Collection entries

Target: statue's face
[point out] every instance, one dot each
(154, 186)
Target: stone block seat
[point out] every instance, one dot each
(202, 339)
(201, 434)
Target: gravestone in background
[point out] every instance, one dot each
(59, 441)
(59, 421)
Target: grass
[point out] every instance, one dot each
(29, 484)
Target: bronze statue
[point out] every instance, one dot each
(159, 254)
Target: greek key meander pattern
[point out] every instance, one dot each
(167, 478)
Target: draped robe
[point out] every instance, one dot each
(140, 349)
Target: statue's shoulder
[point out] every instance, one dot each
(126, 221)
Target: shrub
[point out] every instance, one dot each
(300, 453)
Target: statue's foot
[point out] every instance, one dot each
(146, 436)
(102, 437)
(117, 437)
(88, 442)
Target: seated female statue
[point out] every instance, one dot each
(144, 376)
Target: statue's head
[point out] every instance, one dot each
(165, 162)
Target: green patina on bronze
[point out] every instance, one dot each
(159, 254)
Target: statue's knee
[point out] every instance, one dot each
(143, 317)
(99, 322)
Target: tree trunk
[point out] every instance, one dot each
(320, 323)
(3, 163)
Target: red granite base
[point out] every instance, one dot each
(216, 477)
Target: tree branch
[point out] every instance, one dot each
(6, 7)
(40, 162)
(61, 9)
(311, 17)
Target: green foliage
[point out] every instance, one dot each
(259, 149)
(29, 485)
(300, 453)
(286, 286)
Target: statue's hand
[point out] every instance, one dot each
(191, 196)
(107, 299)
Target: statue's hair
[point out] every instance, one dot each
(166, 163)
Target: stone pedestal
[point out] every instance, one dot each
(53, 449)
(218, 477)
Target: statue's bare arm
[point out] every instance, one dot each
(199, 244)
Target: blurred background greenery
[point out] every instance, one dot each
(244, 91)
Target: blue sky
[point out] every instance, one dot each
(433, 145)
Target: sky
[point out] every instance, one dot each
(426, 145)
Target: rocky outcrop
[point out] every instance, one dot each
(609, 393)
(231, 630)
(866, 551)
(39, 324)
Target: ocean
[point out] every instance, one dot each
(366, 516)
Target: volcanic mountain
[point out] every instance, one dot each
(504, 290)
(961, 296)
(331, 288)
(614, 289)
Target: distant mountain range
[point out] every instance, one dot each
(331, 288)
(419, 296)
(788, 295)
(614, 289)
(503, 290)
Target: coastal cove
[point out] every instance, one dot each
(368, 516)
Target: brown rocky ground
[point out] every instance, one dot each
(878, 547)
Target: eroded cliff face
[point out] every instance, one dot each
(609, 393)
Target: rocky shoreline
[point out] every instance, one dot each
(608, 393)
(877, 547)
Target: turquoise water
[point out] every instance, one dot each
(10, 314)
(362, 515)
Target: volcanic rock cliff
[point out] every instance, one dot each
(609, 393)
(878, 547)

● **Work item**
The reply should restate the records above in full, character for character.

● **Solution to this problem**
Target: statue's face
[point out] every instance, one dot each
(154, 186)
Target: stone block seat
[point out] every instance, one dot each
(202, 339)
(201, 434)
Target: gravestone in background
[point out] every instance, one dot each
(59, 441)
(59, 421)
Target: grass
[point out] every instance, one dot each
(29, 484)
Target: bronze statue
[point out] every instance, one dot each
(159, 254)
Target: greek key meander pattern
[point out] every instance, one dot each
(167, 478)
Target: draped robe
[point out] every instance, one dot each
(140, 349)
Target: statue's shoulder
[point out] every instance, one dot each
(126, 221)
Target: shrub
[point out] every instance, one dot each
(300, 453)
Target: statue's foot
[point out] every instance, one dot each
(146, 436)
(102, 437)
(117, 437)
(88, 442)
Target: seated female statue
[point out] every instance, one dot each
(144, 376)
Target: statue's head
[point out] every instance, one dot each
(165, 162)
Target: green patina on bronze
[point out] every instance, one dot each
(159, 254)
Target: statue's knee
[point out] every instance, one dot each
(143, 317)
(99, 322)
Target: tree trunk
[point out] every instance, one dot each
(320, 323)
(3, 163)
Target: red granite base
[point out] every instance, one dot each
(216, 477)
Target: tree branch
[point out] every instance, one dot each
(6, 7)
(40, 162)
(61, 9)
(311, 17)
Target: green foliage
[point out] every instance, one dot each
(259, 149)
(29, 485)
(300, 453)
(286, 286)
Target: statue's hand
[point out] every instance, one dot each
(191, 196)
(107, 299)
Target: statue's hair
[point out] every instance, one dot each
(166, 163)
Target: stone pedestal
[point out] every instance, one dot each
(53, 449)
(218, 477)
Target: statue's bare arm
[point out] every instance, one dot each
(199, 244)
Target: blurred background greenery
[point out] every instance, one dot each
(244, 91)
Target: blue sky
[point out] every instance, one dot each
(433, 145)
Target: sky
[point out] every instance, one dot each
(426, 145)
Target: rocky outcrop
[point out] every instance, one dot each
(609, 393)
(231, 630)
(866, 551)
(39, 324)
Target: ocean
[point out] every instance, one dot each
(366, 516)
Target: volcanic mountain
[point out] every instance, one dot each
(504, 290)
(961, 296)
(331, 288)
(614, 289)
Target: distant mountain range
[point out] every instance, one dot each
(331, 288)
(419, 296)
(788, 295)
(614, 289)
(503, 290)
Target: coastal cove
[point out] every instance, one dot each
(368, 516)
Target: brown rocky ground
[point out] every instance, one dot each
(878, 547)
Target: eroded cliff face
[point out] every instance, one dot each
(609, 393)
Target: rocky shoreline
[point out] every instance, one dot each
(608, 393)
(877, 547)
Target: turquoise water
[point out] every instance, one dot each
(10, 314)
(362, 515)
Target: volcanic rock cliff
[point out] every instance, one dot each
(609, 393)
(878, 547)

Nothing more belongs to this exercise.